» **Problem**
Please write out these records again with "Place a marker" swapped for "Put a dot" throughout, keeping everything else the same and leaving out the pictures.

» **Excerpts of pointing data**
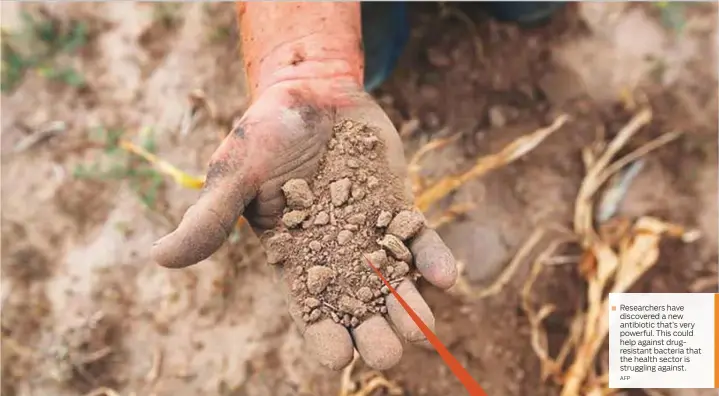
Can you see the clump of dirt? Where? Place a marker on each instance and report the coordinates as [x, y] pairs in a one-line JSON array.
[[352, 208], [83, 357]]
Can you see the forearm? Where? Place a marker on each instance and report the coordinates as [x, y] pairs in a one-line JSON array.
[[300, 41]]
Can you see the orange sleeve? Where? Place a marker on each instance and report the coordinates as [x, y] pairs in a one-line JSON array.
[[300, 41]]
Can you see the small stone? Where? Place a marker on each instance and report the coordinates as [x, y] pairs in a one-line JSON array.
[[396, 248], [351, 306], [357, 192], [318, 277], [340, 191], [344, 236], [314, 315], [370, 141], [357, 219], [496, 117], [401, 268], [378, 258], [406, 224], [312, 302], [383, 219], [297, 285], [276, 247], [294, 218], [322, 218], [364, 294], [372, 182], [298, 194], [315, 246]]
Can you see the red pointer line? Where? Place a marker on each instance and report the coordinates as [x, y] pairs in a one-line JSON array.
[[460, 372]]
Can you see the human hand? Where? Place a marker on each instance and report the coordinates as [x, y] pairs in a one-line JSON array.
[[281, 137]]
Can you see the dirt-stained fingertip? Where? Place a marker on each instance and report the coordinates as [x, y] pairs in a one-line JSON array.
[[377, 343], [433, 259], [404, 324], [330, 343]]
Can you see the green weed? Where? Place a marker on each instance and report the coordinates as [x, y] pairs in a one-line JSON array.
[[118, 164], [36, 46]]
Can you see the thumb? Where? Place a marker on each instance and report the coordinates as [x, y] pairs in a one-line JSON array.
[[203, 229], [207, 224]]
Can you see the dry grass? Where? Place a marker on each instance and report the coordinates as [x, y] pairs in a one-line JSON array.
[[616, 255], [365, 384]]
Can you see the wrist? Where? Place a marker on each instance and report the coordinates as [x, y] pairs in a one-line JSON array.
[[317, 46]]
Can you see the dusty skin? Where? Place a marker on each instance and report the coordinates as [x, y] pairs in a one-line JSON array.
[[341, 196]]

» **Answer for the task**
Can you see the clump of dirt? Where? Put a dot on each instance and report the coordinates as [x, y] pairs in a one-line JSON array.
[[352, 208], [83, 357]]
Can you see the forearm? Where? Put a dot on each instance and report the coordinates as [x, y] pairs in a one-line JSON array.
[[300, 41]]
Can you see the orange sleeve? Where? Put a dot on each instance and report the coordinates as [x, y] pairs in a one-line JSON array.
[[300, 41]]
Can you see the small stone? Where? Put a dot on each instance and report the coordinates as [x, y] pairs in a one-line JSON array.
[[396, 248], [351, 306], [357, 192], [318, 277], [340, 191], [344, 236], [314, 315], [370, 141], [357, 219], [496, 117], [401, 268], [378, 258], [406, 224], [312, 302], [383, 219], [297, 285], [276, 247], [294, 218], [322, 218], [364, 294], [372, 182], [298, 194], [315, 246]]
Can you see the red pointer line? Where? Put a dot on each instance and report the coordinates as [x, y] pairs in a one-line JSON array.
[[460, 372]]
Can you see the human hand? Where? Put a dot on each instance and report the coordinates as [x, y] pairs in a one-line JSON array.
[[281, 137]]
Can you see the dirt-stained fingertip? Where? Put a dot on each instance and report the coordinates as [x, y] pairs in a one-line JSON array.
[[377, 343], [433, 259], [404, 324], [330, 343]]
Can you see the green weed? Where? Put a dot on each instance and report the coordinates as [x, y] pairs in a one-line JSON array.
[[118, 164], [36, 46]]
Can you see the thumb? Where? Put a dot on each instance and report the coordinates as [x, y] pairs in a one-line JSON array.
[[203, 229], [207, 224]]
Can you see the dry grass? Where? Put a dot on each instance and report the coordinates as [x, y] pairs in a one-line JSON array.
[[616, 255], [365, 384]]
Can you see the wrist? Where? Put a dot on each instance and report the coordinates as [x, y] pairs in a one-line JSON array.
[[317, 46]]
Can you see the dusty skin? Where? Put a dot on each instance and report the coordinates as [x, y] pairs in a one-line JSON array.
[[341, 196]]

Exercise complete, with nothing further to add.